Given records:
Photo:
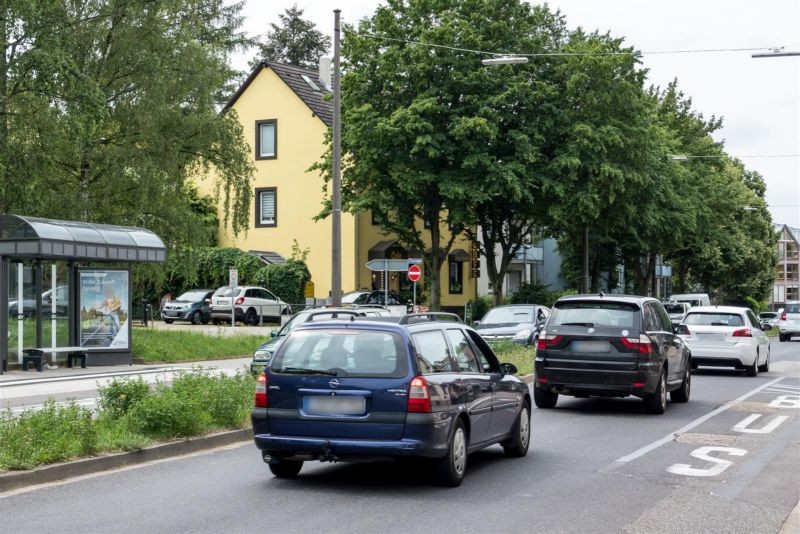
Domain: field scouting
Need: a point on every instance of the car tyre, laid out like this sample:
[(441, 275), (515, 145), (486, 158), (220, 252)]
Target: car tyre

==

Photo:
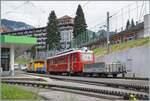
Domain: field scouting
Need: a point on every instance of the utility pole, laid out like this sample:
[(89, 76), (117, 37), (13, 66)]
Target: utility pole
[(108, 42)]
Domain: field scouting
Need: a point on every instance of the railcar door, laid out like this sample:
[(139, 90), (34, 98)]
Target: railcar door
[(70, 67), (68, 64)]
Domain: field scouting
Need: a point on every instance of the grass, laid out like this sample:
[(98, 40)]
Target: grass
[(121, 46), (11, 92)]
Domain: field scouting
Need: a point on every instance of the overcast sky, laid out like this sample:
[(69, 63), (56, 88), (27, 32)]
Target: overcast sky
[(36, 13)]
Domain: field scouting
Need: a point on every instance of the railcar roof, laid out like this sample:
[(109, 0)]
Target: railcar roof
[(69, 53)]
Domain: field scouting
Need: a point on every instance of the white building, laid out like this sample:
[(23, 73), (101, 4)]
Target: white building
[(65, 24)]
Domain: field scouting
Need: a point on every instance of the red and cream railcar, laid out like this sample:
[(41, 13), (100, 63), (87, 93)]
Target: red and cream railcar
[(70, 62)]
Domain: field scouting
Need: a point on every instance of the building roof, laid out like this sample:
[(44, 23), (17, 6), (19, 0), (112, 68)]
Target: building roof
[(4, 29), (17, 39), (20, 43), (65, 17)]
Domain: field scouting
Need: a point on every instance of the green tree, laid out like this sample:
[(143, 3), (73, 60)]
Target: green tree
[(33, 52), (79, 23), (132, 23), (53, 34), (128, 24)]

Task instructions:
Which lines in the data above contain the string "tree"? Copy each one in full.

Finished task:
Need: a point on every instance of the green tree, laid out like this sample:
Target: green tree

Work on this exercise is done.